▶ **Extracted text**
===============

On July 31, 2025, the state of Florida executed its ninth person this year, Edward Zakrzewski, marking the highest number of executions in a single year in Florida in modern death penalty history. The haste with which Governor DeSantis is scheduling executions has prompted many questions and additional scrutiny about a process that is cloaked in secrecy and a decision-maker who is untroubled by the serious issues in many of the cases set for execution.
Executions of Prisoners with Inadequate Legal Representation
Just two weeks before Mr. Zakrzewski’s execution, on July 15, 2025, Michael Bell was executed by lethal injection. Ahead of Mr. Bell’s execution, his attorneys raised several concerns regarding witnesses who testified against their client at trial — witnesses who later recanted and revealed they received favorable treatment for testifying against Mr. Bell. However, at an evidentiary hearing where counsel was given the opportunity to present this evidence, both witnesses “invoked their Fifth Amendment right against self-incrimination and refused to answer questions about their recantations as well as questions about other topics like police and prosecutorial misconduct in the case,” according to counsel’s motion for a stay of execution. Ultimately, the circuit judge rejected the arguments of Mr. Bell’s counsel, allowing his execution to proceed. Neither the Florida Supreme Court nor the U.S. Supreme Court granted relief to Mr. Bell, but Justices Sonia Sotomayor and Elena Kagan noted they would have granted his application for a stay of execution.

===============

▶ **Data excerpts**
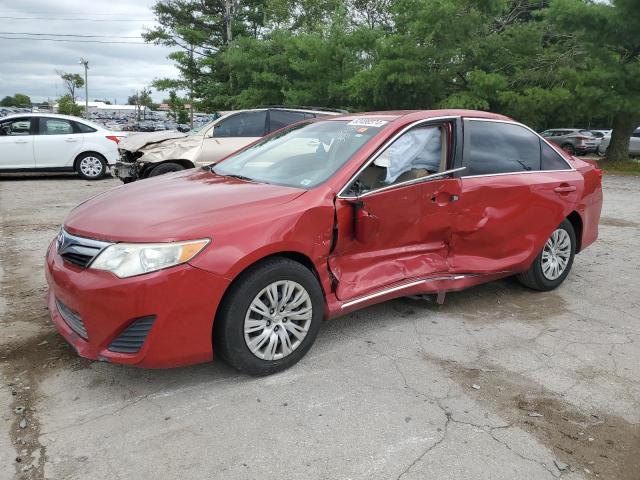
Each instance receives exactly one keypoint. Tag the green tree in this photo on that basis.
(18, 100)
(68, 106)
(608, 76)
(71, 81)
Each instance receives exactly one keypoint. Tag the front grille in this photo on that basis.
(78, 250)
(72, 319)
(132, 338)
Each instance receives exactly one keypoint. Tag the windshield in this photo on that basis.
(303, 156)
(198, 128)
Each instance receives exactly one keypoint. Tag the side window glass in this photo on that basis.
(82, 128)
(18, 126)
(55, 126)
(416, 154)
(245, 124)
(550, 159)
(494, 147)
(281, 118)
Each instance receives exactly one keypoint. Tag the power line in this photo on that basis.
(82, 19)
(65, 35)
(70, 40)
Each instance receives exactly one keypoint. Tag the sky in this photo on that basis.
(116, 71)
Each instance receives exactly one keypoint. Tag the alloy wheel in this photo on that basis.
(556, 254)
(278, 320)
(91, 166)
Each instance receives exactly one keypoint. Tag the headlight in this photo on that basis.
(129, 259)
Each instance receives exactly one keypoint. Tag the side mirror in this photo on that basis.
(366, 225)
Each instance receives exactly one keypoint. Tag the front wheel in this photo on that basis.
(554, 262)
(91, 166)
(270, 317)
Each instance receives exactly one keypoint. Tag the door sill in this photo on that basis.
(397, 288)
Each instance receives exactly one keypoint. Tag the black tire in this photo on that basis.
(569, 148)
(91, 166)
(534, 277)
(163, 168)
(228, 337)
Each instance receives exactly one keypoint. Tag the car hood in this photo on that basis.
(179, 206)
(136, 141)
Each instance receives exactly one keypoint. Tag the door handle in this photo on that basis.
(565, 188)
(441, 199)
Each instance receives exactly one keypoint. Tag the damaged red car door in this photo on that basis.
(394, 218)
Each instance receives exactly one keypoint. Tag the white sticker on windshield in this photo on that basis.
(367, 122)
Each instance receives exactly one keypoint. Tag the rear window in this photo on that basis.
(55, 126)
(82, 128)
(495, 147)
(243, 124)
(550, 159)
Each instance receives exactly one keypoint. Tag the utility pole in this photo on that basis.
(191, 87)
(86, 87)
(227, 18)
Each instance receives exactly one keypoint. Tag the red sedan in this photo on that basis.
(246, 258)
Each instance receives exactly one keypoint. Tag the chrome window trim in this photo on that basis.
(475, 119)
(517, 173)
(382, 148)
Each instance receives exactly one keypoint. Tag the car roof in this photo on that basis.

===============

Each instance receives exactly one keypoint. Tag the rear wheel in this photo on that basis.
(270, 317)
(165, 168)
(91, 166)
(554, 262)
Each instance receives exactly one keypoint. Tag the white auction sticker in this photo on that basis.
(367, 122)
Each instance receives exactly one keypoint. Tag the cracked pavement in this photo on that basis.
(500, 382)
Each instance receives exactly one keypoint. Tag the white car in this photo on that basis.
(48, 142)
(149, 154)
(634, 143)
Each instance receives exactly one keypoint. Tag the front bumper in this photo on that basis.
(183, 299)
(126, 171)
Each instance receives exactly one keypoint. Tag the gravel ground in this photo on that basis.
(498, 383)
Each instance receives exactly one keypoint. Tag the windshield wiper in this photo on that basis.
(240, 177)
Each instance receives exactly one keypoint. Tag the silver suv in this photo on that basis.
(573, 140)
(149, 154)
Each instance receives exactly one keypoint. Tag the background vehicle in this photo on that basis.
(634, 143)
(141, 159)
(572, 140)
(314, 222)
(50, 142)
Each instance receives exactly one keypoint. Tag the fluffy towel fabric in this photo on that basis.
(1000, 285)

===============

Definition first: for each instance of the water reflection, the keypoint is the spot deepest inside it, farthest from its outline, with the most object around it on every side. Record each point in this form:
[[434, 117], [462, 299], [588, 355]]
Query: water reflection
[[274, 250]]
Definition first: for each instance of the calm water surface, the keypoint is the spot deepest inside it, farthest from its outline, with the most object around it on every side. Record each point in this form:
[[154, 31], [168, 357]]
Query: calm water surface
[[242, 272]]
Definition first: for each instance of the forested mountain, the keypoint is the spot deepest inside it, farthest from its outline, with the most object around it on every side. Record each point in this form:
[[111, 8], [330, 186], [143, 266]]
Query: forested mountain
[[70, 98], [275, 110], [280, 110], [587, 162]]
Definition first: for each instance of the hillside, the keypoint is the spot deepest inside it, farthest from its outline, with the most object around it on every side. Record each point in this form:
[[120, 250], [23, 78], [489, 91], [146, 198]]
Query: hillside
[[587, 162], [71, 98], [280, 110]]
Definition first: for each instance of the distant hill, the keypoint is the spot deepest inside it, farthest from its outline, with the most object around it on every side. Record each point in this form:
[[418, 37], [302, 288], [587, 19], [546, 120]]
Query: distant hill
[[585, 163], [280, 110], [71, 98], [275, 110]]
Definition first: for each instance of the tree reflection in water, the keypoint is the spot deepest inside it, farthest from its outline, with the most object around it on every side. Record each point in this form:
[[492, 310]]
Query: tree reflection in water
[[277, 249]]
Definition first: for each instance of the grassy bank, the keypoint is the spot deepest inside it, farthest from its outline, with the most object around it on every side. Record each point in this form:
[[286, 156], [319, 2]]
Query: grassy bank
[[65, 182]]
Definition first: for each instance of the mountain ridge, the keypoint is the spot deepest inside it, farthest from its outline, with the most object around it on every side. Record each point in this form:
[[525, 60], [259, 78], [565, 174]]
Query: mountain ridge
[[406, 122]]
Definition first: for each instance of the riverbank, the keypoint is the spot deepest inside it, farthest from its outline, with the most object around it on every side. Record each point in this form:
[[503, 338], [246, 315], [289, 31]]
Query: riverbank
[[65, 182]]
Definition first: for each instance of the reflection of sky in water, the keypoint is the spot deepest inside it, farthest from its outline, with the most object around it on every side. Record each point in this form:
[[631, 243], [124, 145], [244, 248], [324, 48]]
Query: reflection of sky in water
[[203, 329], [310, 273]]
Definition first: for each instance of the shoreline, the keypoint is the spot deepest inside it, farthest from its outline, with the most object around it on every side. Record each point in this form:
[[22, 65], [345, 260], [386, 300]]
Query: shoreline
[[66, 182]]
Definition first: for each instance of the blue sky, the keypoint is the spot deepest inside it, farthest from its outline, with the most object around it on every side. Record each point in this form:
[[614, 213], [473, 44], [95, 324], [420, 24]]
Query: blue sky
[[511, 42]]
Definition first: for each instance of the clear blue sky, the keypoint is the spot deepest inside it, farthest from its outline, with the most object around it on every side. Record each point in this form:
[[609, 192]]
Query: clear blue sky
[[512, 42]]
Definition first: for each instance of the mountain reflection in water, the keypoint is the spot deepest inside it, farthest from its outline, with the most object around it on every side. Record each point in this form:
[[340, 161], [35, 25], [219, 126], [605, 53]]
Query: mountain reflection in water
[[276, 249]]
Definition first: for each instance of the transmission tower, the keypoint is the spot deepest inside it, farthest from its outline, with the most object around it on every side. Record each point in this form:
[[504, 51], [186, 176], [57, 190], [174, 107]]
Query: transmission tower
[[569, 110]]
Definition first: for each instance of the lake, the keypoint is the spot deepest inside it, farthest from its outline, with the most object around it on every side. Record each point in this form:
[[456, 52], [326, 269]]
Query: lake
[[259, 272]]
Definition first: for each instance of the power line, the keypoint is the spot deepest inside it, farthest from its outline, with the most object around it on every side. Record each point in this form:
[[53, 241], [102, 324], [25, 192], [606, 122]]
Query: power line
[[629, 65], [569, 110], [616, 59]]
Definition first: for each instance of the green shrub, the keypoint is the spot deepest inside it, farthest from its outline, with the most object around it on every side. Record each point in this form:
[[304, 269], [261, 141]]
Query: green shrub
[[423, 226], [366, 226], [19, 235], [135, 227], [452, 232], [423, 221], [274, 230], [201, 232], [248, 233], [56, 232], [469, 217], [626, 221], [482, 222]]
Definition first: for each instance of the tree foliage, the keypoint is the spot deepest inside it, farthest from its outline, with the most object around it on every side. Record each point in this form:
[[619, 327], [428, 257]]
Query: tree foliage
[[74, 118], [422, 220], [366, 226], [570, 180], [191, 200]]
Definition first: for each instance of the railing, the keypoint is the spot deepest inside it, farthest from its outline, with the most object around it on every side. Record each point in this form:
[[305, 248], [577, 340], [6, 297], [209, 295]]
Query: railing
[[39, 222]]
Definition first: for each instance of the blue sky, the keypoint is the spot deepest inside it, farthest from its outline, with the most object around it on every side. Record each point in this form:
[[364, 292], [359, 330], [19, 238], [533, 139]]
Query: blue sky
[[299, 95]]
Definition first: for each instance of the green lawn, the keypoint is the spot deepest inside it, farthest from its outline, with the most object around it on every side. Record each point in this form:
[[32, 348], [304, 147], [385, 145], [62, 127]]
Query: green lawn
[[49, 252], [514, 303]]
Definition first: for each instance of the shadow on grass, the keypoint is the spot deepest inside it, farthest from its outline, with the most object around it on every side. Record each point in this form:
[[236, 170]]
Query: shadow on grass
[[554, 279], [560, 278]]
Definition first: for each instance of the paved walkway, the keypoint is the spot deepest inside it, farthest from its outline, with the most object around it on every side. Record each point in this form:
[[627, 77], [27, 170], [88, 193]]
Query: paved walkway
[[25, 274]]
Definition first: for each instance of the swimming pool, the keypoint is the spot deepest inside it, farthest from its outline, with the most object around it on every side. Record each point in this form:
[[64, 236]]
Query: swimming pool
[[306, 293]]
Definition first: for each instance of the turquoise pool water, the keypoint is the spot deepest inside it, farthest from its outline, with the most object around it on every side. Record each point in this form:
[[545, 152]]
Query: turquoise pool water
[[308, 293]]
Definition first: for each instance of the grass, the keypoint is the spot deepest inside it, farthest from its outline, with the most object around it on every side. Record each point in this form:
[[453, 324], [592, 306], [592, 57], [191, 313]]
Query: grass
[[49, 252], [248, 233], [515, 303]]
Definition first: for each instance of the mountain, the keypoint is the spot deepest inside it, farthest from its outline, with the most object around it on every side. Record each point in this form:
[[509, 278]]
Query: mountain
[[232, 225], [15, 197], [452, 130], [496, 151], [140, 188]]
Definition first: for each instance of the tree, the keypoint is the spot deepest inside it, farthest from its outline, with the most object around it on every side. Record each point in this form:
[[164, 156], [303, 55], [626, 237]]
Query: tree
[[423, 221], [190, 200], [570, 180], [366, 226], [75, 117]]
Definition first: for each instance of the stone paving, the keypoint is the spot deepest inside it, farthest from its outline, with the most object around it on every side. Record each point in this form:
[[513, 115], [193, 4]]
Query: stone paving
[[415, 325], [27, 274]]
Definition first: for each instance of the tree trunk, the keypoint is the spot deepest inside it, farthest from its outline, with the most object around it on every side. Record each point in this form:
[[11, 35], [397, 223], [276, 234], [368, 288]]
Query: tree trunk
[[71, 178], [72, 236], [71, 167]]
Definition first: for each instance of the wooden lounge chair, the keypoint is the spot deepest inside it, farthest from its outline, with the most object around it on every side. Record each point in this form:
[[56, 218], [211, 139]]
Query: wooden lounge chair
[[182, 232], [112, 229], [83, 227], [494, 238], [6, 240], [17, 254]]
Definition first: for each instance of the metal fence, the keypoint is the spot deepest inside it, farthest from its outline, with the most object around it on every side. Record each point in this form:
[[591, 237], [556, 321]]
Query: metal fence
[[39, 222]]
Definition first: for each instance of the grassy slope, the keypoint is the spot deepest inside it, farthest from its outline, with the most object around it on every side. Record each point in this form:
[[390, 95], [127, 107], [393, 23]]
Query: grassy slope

===============

▶ **Description of the task**
In the text about Florida executions, on what date was Michael Bell executed? Rely only on the text about Florida executions, not the entries.

▶ **Exercise answer**
July 15, 2025